Recopiez le passage sur la rencontre avec Thomas Gunzig entre « La rencontre a » et « traduction au public. », ces mots compris.
══ Passage retenu
Voici d’autres échos de rencontres proposées lors de la 2ème Journée de la traduction littéraire à la Foire du Livre de Bruxelles 2017!
Bruxelles Babel : Mort d’un parfait bilingue… quand un auteur rencontre ses traducteurs !
Mort d’un parfait bilingue ! Y a-t-il jamais eu titre de roman plus approprié au moment de confronter l’auteur à ses traducteurs? La Foire du Livre avait organisé en collaboration avec l’asbl TraduQtiv, une prestigieuse table ronde animée par Anne Casterman et autour de laquelle se sont retrouvés Thomas Gunzig et trois de ses traducteurs : Martin Kucera (tchèque), Ina Kronenberger (allemand), et Michel Perquy (néerlandais). Et pour ces deux derniers c’était un premier contact avec leur auteur !
La rencontre a commencé par une lecture de quelques lignes empruntées au premier paragraphe du roman. Aux versions allemande et tchèque, se sont ajoutées la version espagnole (traduction d’Asunción Cuesta, retenue pour des raisons professionnelles, lue par le poète Javier Vicedo Alos) et la version néerlandaise alors que le roman n’est pas traduit dans cette langue. Mais, pour l’occasion, Michel Perquy avait eu l’élégance d’offrir une traduction au public.
════
══ Extraits des données
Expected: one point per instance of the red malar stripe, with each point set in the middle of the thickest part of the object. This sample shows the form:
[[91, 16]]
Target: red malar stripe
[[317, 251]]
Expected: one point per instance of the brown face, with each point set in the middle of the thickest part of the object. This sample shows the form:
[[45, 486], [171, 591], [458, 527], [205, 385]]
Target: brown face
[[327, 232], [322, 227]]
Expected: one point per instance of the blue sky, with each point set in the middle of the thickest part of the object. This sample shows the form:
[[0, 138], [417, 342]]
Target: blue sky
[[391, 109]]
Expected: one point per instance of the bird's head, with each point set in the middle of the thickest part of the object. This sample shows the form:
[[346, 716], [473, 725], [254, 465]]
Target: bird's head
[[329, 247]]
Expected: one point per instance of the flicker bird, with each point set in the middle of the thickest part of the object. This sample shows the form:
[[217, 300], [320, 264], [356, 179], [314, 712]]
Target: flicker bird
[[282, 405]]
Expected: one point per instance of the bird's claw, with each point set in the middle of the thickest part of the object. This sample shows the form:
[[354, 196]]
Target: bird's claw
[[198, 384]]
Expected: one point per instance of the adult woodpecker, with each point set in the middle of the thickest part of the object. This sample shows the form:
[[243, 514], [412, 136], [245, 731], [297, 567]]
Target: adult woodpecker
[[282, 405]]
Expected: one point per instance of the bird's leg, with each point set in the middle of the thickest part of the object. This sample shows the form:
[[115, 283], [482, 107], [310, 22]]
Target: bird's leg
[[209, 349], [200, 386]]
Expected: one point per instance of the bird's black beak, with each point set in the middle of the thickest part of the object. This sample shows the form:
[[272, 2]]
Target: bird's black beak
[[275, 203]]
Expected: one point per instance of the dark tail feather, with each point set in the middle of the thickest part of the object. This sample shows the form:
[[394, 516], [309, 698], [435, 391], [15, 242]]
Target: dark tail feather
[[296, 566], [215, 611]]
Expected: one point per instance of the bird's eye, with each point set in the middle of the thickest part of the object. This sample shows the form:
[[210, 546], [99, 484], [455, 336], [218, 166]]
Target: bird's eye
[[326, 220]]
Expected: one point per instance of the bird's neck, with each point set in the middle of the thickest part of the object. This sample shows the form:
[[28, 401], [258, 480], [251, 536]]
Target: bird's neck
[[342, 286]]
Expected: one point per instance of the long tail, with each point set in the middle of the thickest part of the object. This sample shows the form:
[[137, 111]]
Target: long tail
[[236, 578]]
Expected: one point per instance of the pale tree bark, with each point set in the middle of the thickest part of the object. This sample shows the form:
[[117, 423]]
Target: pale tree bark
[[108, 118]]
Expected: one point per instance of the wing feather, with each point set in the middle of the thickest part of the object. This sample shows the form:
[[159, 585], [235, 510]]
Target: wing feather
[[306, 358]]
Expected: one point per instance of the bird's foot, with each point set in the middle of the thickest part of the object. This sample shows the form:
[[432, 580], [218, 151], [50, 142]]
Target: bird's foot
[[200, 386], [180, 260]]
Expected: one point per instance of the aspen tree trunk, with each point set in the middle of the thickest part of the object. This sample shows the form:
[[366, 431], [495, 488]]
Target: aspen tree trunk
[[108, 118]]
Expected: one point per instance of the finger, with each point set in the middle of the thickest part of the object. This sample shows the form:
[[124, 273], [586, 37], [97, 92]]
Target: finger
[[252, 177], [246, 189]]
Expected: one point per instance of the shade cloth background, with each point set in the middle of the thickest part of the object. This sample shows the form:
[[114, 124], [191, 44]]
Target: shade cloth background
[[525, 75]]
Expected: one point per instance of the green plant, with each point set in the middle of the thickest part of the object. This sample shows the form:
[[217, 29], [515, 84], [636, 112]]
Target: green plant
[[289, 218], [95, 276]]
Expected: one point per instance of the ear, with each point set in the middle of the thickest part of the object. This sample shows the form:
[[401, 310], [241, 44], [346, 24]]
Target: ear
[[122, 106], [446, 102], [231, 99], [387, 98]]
════
| La solution |
La rencontre a commencé par une lecture de quelques lignes empruntées au premier paragraphe du roman. Aux versions allemande et tchèque, se sont ajoutées la version espagnole (traduction d’Asunción Cuesta, retenue pour des raisons professionnelles, lue par le poète Javier Vicedo Alos) et la version néerlandaise alors que le roman n’est pas traduit dans cette langue. Mais, pour l’occasion, Michel Perquy avait eu l’élégance d’offrir une traduction au public.